The task :: Every line below should be repeated exactly.

Records supplied ::
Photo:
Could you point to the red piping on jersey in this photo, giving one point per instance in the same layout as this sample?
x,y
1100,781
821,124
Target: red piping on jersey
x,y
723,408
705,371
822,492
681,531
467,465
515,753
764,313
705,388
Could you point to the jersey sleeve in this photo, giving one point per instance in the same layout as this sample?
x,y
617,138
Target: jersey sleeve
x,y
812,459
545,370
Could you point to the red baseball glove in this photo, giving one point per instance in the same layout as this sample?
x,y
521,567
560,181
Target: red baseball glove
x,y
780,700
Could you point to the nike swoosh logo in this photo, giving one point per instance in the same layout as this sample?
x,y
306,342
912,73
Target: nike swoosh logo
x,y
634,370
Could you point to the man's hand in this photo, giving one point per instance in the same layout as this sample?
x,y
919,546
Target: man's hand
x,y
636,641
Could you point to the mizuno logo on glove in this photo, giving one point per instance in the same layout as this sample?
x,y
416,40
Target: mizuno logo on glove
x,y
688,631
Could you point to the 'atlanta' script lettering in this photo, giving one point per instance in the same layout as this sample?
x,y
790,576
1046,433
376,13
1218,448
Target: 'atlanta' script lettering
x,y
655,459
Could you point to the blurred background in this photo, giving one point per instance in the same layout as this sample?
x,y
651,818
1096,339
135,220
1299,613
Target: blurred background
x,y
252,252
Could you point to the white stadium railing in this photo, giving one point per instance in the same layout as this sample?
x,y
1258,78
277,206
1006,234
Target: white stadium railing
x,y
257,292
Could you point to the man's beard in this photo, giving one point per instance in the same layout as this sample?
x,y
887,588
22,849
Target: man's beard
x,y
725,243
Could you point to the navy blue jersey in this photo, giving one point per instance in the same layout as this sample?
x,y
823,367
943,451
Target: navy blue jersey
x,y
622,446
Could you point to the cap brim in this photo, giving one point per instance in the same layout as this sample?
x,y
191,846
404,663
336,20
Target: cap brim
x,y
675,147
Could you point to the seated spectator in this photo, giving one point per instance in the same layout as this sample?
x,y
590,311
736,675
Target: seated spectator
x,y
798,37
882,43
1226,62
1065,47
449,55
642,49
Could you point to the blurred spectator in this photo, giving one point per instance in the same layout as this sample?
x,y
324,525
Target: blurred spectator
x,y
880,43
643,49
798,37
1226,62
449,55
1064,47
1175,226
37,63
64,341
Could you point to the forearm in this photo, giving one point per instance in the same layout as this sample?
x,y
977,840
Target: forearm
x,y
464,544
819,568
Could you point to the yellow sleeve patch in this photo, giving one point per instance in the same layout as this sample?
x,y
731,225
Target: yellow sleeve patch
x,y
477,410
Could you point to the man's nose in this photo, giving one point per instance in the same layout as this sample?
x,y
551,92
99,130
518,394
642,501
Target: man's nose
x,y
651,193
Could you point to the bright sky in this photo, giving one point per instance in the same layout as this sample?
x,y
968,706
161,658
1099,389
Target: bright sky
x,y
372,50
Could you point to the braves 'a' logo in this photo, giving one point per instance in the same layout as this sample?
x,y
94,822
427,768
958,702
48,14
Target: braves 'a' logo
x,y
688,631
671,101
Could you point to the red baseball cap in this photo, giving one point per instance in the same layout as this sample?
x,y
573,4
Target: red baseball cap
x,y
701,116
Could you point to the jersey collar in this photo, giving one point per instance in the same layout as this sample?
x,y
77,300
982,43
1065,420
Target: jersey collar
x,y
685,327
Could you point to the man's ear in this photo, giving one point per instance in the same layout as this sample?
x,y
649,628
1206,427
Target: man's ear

Problem solution ::
Photo:
Could you point to the red piping on jersey in this photo, giving one point per instance in the same layout as this sample?
x,y
1100,781
821,124
Target: red piping on jersey
x,y
723,408
705,371
822,492
681,531
467,465
515,753
764,313
705,388
Could you point to the jersey sleeve in this photo, giving one point per instance in the same layout as this sample?
x,y
617,138
Target: jersey sleeve
x,y
812,459
545,370
Could you point to the red baseball glove in this photo, giving one point per instance in the same layout as this sample?
x,y
521,567
560,181
Target: red baseball glove
x,y
780,700
Could you point to the nike swoosh logo in this photo, giving one point per instance in the same layout as this sample?
x,y
306,342
912,73
Target: nike swoosh logo
x,y
634,370
Could you point to the man's hand in this photo, giving one point per instance in the same layout as this sample?
x,y
919,546
Target: man's hand
x,y
636,641
Could you point to the mizuno logo on glove in this photo, giving one point per instance in the same layout as this sample?
x,y
416,40
Target: mizuno logo on glove
x,y
688,631
Could you point to the 'atlanta' script lettering in this photo, giving one point per instance in the same layout as this sample?
x,y
790,576
1046,433
376,13
1218,448
Target: 'atlanta' script lettering
x,y
655,459
Could you point to the blurred background in this photo, giving one point per instance in the same layout as this sample?
x,y
651,818
1096,339
135,220
1299,613
Target: blurred background
x,y
252,252
Could you point to the white stadium railing in this photo, giving one point per instance in the same layout as this sample?
x,y
1258,78
277,206
1006,234
Target: white stadium railing
x,y
257,292
Could you point to the man's beard in this photo, giving one point per instance in the same layout as this sample?
x,y
887,588
22,849
Target: man's beard
x,y
725,243
Could you point to the navy blue jersey in this photo, giving one point per instance in the same layout as this sample?
x,y
823,367
943,451
Target: navy blue jersey
x,y
622,446
Could you point to the cap brim in this photo, giving one point per instance in the same layout as this sample?
x,y
191,846
404,663
336,20
Target: cap brim
x,y
675,147
Could you point to the seated spectator in this photo, giving one point per instance in the same layout as this sample?
x,y
590,311
736,675
Target: seated spectator
x,y
798,37
882,43
1226,62
1065,47
449,55
642,49
Could you point to the blurred spectator in this photo, giving one point per instance in the same layout as this sample?
x,y
324,525
Target: blurred spectator
x,y
880,43
643,49
798,37
1226,62
449,55
1064,47
1175,226
37,63
64,341
Could you point to the forearm in this photo, giving one point per instance in the same layout as this sample?
x,y
977,840
Target: forearm
x,y
464,544
819,568
Could you point to the yellow sleeve patch in this photo, giving one point per instance in the same layout as this sample?
x,y
731,225
Target: yellow sleeve patch
x,y
477,410
Could you point to the man's nose in this photo, giving one point per instance in the same layout as this sample?
x,y
551,92
99,130
518,394
642,501
Target: man's nose
x,y
651,193
Could you point to the bright sky in this photo, giving one point per instance in the same layout as this sample?
x,y
968,706
161,658
1099,389
Target: bright sky
x,y
372,50
Could you point to the braves 'a' logo in this photo, giving one point per instance in the same layout as this sample?
x,y
94,822
427,768
958,702
48,14
Target: braves 'a' logo
x,y
688,631
671,101
Could you point to the red baseball cap in this photo, giving one point per instance in the same layout as this sample?
x,y
573,4
Target: red baseball cap
x,y
701,116
Could you point to the jersey collar in this photo, giving one point per instance in the same layout as this sample?
x,y
77,300
982,43
1065,420
Target: jersey collar
x,y
685,327
Could you point to the man's ear in this photo, giving one point per instance in the same layout as this sample?
x,y
649,628
1206,427
Target: man's ear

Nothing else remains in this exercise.